Count the lines in the rows that contain the string "trace", and reply with only that number.

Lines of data
-.-.-
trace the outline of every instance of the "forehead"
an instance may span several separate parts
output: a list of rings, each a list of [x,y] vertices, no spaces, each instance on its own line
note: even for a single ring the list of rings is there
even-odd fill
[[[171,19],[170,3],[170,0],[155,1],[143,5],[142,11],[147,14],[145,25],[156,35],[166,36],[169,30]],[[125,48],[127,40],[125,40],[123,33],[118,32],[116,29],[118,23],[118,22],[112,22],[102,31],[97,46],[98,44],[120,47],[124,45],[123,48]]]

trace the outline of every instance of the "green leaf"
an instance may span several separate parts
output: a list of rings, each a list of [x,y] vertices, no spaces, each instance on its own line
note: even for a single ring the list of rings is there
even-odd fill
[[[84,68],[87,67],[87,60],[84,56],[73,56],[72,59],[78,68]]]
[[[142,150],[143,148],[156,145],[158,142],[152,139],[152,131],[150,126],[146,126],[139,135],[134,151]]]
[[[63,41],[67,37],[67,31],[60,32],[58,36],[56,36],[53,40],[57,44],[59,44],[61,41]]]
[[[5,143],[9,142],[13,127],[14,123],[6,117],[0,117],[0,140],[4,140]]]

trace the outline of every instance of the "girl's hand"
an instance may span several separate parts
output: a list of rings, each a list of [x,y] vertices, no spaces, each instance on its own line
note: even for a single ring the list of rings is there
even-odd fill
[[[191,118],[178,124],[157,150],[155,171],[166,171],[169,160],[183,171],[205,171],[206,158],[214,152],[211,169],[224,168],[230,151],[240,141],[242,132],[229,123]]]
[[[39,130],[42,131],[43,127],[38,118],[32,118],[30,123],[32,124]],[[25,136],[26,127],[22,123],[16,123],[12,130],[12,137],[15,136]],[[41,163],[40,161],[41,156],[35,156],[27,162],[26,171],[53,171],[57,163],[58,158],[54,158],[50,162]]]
-.-.-
CORRECT RESULT: 3